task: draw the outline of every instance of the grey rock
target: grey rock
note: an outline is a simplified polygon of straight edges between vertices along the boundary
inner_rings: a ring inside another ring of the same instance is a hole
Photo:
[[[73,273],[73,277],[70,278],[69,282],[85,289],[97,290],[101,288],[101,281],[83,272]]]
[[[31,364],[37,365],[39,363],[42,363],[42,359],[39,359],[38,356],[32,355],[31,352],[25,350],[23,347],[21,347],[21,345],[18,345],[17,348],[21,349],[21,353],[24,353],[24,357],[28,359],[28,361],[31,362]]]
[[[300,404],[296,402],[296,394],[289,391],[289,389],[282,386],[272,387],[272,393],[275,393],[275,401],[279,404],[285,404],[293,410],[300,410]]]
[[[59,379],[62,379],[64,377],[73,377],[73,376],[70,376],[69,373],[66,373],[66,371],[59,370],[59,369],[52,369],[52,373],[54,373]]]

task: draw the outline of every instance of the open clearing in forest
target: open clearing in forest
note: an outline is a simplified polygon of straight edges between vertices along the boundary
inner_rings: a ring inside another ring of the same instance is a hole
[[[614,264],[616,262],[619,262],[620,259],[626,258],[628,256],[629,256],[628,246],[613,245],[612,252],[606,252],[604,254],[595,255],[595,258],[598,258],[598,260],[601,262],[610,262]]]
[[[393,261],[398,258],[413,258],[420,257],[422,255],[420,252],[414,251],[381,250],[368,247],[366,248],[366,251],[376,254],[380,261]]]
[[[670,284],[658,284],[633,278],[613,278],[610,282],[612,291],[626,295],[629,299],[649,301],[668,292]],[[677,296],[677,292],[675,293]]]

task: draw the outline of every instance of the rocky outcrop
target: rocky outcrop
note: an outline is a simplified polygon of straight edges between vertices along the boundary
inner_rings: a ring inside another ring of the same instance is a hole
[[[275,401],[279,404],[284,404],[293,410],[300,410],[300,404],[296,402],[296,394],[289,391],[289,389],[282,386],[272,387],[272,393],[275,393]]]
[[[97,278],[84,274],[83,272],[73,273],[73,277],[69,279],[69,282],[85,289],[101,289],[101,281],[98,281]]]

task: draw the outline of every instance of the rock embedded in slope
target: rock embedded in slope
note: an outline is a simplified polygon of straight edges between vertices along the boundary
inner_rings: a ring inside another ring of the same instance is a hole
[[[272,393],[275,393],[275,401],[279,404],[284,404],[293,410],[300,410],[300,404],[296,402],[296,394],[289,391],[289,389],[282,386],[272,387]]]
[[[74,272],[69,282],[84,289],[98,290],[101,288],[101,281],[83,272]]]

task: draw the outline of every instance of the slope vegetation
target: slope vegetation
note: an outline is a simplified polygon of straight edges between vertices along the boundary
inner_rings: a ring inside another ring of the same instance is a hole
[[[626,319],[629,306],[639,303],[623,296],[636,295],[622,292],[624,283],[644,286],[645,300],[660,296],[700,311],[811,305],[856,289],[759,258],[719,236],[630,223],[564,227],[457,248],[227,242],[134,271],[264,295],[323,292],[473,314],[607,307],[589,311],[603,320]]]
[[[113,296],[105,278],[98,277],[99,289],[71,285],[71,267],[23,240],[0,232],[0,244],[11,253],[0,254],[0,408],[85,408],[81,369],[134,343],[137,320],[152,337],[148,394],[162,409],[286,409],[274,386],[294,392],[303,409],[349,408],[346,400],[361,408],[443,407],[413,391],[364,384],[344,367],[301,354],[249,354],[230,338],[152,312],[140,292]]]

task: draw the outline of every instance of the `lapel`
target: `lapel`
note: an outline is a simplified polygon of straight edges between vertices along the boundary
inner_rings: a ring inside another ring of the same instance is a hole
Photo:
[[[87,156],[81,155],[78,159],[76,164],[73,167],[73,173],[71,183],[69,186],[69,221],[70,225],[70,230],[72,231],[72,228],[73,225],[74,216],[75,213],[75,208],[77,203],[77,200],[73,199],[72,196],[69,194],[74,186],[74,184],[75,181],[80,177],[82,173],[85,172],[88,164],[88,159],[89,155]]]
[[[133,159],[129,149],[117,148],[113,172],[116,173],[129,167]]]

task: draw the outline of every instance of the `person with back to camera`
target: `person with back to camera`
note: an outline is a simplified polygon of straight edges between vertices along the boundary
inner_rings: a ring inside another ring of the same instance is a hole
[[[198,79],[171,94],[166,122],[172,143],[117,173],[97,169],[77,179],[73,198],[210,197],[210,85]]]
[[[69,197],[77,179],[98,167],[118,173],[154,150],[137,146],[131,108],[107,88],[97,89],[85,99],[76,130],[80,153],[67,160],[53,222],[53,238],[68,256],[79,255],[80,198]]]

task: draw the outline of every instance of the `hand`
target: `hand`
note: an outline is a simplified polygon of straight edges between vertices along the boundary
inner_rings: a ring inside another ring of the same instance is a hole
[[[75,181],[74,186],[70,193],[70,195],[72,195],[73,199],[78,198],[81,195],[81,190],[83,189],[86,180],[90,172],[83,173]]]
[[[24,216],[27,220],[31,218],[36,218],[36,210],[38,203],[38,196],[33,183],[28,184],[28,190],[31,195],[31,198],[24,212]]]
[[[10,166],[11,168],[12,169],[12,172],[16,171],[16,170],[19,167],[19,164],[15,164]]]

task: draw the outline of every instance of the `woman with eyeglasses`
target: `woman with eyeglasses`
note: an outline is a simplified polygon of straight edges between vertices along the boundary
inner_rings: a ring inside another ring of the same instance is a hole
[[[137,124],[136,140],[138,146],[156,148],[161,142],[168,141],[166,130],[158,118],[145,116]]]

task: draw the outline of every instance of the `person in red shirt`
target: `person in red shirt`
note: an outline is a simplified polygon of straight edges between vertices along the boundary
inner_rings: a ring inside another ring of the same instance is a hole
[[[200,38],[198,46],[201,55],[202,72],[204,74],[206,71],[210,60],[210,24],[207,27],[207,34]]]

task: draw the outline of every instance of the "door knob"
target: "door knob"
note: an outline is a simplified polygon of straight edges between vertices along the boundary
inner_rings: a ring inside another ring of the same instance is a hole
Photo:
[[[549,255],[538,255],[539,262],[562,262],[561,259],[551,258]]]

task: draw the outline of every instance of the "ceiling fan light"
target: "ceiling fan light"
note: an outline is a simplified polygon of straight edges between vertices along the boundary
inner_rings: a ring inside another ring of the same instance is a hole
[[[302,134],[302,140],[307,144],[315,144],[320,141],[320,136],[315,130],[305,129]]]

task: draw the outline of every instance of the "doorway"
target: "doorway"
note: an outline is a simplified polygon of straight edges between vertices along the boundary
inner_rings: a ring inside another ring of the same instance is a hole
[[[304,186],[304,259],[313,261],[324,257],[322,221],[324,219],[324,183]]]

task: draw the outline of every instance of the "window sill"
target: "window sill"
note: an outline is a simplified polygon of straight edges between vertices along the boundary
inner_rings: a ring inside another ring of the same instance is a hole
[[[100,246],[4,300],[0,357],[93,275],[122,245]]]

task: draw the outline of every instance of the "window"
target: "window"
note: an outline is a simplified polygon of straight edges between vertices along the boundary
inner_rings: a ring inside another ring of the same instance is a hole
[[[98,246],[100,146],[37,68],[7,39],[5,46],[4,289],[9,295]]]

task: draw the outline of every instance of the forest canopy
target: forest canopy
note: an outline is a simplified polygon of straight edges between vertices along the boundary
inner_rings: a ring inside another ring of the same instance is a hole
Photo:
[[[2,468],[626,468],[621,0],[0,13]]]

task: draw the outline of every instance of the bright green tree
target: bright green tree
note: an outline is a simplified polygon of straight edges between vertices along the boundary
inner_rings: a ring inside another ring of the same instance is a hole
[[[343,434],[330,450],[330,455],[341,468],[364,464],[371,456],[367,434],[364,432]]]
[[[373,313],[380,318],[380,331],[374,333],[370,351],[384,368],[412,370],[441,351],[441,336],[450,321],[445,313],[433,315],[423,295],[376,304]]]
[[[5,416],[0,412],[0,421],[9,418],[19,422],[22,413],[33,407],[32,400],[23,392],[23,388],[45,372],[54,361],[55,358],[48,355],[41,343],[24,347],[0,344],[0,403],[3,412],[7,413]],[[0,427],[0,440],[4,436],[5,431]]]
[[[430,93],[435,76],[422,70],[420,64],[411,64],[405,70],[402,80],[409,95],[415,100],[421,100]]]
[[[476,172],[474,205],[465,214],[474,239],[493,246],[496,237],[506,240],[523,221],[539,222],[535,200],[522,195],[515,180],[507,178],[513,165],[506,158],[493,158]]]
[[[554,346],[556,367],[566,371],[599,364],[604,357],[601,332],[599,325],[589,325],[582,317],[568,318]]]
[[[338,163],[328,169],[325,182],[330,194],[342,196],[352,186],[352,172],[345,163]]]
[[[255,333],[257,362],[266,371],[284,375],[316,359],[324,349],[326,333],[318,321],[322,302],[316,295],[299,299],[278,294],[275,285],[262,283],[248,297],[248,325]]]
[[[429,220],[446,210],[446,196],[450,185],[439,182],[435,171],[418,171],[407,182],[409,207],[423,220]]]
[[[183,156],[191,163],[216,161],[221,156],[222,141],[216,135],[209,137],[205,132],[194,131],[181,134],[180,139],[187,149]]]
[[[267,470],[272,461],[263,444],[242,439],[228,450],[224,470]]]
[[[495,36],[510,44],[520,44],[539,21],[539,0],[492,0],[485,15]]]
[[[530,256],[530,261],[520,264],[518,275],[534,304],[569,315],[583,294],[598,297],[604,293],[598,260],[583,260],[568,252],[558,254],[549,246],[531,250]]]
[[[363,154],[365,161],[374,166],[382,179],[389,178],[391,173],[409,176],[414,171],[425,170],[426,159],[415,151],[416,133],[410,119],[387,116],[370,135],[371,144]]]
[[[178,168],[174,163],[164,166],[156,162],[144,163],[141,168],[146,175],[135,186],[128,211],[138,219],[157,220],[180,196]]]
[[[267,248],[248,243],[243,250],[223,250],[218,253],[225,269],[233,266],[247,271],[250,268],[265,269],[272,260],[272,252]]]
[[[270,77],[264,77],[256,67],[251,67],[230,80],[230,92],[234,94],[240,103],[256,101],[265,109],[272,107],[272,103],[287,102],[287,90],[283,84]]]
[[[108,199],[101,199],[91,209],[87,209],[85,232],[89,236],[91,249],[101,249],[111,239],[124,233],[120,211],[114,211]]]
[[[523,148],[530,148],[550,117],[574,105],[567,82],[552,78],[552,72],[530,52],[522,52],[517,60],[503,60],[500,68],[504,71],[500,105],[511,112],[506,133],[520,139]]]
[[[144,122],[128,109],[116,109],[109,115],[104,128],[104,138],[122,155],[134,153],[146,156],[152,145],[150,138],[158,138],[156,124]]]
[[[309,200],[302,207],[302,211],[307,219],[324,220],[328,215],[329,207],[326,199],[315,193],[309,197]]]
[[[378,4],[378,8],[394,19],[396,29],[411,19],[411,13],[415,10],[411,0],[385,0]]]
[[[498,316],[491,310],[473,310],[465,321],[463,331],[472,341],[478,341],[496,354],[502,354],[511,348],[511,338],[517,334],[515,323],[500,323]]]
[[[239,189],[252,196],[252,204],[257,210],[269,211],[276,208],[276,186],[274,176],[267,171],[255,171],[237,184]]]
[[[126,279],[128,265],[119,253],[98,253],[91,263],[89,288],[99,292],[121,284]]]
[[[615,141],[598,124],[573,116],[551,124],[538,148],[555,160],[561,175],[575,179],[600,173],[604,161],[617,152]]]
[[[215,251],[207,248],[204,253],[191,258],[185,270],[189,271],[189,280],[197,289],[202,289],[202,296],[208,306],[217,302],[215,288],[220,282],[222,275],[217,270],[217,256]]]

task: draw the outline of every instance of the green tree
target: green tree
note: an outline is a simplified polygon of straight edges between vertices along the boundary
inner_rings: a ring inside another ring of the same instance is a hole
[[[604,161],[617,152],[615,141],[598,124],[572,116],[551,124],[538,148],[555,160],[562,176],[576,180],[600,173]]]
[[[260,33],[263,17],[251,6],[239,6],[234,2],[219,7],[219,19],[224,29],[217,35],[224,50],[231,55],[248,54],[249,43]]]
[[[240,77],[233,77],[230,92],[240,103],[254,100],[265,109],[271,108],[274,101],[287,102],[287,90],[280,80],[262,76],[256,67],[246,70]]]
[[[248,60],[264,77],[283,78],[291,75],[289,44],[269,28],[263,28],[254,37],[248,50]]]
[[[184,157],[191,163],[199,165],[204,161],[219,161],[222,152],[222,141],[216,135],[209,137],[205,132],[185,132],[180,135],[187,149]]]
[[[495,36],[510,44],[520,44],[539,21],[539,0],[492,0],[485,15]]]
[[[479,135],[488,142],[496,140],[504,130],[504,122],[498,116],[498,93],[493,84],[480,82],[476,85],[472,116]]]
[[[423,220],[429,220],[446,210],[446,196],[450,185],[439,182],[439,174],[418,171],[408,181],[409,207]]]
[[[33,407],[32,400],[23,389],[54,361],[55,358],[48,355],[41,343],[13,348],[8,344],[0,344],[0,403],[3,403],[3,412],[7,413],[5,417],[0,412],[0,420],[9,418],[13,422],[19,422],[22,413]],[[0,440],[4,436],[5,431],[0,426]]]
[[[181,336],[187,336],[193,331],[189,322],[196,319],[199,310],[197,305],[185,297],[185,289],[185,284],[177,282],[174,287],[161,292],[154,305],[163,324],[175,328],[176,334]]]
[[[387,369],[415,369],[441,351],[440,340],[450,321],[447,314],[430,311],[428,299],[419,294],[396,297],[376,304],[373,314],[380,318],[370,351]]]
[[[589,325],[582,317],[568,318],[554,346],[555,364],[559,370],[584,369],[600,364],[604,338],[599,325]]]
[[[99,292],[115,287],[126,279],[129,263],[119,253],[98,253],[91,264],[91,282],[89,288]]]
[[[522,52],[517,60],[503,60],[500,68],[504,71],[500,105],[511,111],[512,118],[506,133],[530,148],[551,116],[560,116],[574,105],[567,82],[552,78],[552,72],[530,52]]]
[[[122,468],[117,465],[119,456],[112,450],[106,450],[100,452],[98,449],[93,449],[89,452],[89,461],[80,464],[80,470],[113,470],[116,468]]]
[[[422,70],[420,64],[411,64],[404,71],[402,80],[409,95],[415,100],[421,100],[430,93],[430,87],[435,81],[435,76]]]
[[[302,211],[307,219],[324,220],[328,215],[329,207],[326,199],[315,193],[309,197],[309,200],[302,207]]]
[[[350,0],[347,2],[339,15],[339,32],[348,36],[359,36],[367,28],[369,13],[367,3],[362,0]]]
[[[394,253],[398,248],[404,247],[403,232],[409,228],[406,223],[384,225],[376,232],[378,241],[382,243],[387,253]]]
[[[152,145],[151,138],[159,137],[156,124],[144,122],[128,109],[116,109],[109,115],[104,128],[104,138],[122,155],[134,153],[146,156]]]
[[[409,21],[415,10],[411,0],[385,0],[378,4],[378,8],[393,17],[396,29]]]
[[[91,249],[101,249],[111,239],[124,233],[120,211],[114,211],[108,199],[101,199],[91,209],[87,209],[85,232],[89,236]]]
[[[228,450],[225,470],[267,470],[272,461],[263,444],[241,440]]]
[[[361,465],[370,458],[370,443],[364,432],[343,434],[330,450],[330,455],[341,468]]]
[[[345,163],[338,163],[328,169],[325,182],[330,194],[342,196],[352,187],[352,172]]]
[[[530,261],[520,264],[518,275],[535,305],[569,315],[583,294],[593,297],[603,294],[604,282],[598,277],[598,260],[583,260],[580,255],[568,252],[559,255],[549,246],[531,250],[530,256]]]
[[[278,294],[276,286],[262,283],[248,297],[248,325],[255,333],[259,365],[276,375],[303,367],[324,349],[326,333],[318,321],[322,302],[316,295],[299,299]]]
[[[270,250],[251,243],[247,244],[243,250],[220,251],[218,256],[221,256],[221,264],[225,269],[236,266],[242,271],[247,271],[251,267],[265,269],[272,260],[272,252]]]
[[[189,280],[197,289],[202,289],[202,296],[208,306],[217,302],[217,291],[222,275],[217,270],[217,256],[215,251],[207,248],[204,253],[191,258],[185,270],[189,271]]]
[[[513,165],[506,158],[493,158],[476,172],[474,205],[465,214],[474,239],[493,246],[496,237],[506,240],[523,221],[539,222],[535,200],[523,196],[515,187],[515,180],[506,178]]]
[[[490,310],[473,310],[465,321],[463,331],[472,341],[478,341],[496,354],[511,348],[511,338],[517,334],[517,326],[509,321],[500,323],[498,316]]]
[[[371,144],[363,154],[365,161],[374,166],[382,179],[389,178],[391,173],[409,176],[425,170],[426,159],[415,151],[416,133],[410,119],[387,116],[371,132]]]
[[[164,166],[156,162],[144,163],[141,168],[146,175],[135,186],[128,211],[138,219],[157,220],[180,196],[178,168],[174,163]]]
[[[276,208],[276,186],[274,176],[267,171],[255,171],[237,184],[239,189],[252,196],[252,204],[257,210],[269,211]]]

#### [What is being asked]
Give the listing from the line containing "task: draw the outline of every instance of the forest" through the line containing "[[[2,468],[626,468],[621,0],[0,13]]]" as a Markdown table with two columns, Row and Line. Number each row and leave out any blank lines.

#### [Result below]
| Row | Line |
|---|---|
| 1 | task: draw the outline of every instance of the forest canopy |
| 2 | target: forest canopy |
| 3 | note: an outline is a simplified polygon of straight edges between vertices along the boundary |
| 4 | inner_rings: a ring inside another ring of the same instance is a hole |
| 5 | Photo: |
| 6 | [[[2,468],[626,468],[621,0],[0,13]]] |